▶ [Exercise]: In the blog post about technology, tools and traps below, which task management program has the writer got the most use out of so far?

▶ [Source extract]:
※ ※ ※

Friday 12 October 2007

Technology, Tools and Traps

I have been busy this week, partly with getting hold of the new car. (Very nice, thank you.) But doesn’t everything take so much of an effort these days? The Octavia manual runs to 200 pages and that’s only the English; you are aware how far computers have made inroads into the world of the car.

One other thing that has occupied me this week has been trying to find an online calendar and To Do program that I can access from any computer at home or work and also from my Windows Mobile phone. As you may or may not be aware, there are some very fine products, such as Yahoo Calendar, Google Calendar and a few other things that are great for managing dates and appointments. There are also some very good pieces of task management software, and the one I have got the most mileage out of so far is the splendidly named Remember The Milk. Hitherto I have used Microsoft’s Outlook, but find that it has all sorts of limitations. Currently Google Calendar and Remember The Milk seemed to be the best combination, but transferring dates and times from Outlook into the online Google calendar is far from easy.

Why have I been so anxious to do this? It’s actually a very good question. The first answer is that I want to be able to organise my life, wherever I am. I want to be able to know what I have to do and when I have to do it. I want to be able to click on any computer and be told I have this marking, and this preparation to do. And, I would add, because I am not the most organised of people, this is vital. The reality is, I suspect something far deeper. It is a forlorn, doomed hope that I will find some wonderful piece of software that will actually do the work for me. I live in hope that there will be something that, with a few mouse clicks, will write those references on students, mark those papers and prepare those lectures. I acknowledge the full force of the curse on Adam in Genesis chapter 3, paraphrased from memory thus: ‘from now on, you will only earn a living by the sweat of your brow’. But I live in hope that somehow, somewhere I will find an exception to this rule. Incidentally, this is not why I write books. I write books for the same reason that I scratch my body; it’s an itch that needs attention. But yes, I’d love to write full-time.

This leads me to an intensely valuable piece of advice that I read over 20 years ago, which I share with you gladly in the hope that someone else might find it equally helpful. It was so striking that I can still remember where I read it: it was in an imported computer magazine (yes, they did have them in those days) in Antananarivo, Madagascar. It was a summary of some early work on two sets of managers: one IT literate, and the other IT illiterate. They had followed them for a couple of years to see how they progressed. To everyone’s surprise, the IT illiterates actually advanced faster up the corporate ladder than their colleagues. The reason, the writer concluded, was that the computer literates spent far too much of their time tweaking the software, learning tricks and helping other people sort out computer problems. The IT illiterates simply got on with their job.

Two decades and three or four jobs later, I can only say that this strikes me as being a very profound observation for writers, educators and everybody else. What technology gives with the one hand, it takes away with the other. Somewhere Stephen King talks about he calls ‘the world’s finest word processor: the Waterman fountain pen’. In an age when cars come with 200 page manuals, I know exactly where he is coming from.

※ ※ ※

▶ [Provided information]:
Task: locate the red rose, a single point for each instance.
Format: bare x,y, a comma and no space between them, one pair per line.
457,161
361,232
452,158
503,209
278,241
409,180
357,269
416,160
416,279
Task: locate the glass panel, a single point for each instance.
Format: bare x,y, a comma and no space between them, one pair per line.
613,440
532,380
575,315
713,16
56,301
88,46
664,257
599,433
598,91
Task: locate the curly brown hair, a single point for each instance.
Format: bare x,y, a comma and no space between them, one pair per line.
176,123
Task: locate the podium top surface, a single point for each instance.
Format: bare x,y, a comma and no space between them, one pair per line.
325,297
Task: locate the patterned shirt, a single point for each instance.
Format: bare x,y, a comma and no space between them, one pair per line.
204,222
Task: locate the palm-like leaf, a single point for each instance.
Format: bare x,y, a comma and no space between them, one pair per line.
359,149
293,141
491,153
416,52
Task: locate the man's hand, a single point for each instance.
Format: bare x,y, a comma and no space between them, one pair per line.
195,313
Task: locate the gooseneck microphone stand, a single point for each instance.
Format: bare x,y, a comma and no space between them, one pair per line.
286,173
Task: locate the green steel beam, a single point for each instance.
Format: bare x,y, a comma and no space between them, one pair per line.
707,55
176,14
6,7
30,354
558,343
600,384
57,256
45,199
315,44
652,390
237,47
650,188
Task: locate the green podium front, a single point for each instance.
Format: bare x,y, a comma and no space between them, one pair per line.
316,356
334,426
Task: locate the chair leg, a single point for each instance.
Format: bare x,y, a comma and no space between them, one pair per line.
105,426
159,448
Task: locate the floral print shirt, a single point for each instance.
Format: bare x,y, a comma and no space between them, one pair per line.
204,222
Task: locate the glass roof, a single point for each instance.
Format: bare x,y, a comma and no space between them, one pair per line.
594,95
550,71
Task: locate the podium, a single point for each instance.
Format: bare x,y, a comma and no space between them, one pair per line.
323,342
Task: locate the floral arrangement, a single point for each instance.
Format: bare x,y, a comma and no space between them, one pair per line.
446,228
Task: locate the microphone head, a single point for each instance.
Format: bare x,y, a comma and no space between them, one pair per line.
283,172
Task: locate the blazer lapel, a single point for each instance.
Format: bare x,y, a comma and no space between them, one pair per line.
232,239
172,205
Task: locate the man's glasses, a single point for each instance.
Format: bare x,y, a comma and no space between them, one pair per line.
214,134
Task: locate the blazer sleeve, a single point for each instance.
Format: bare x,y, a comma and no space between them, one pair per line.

※ ※ ※

▶ [Response to this exercise]: Remember The Milk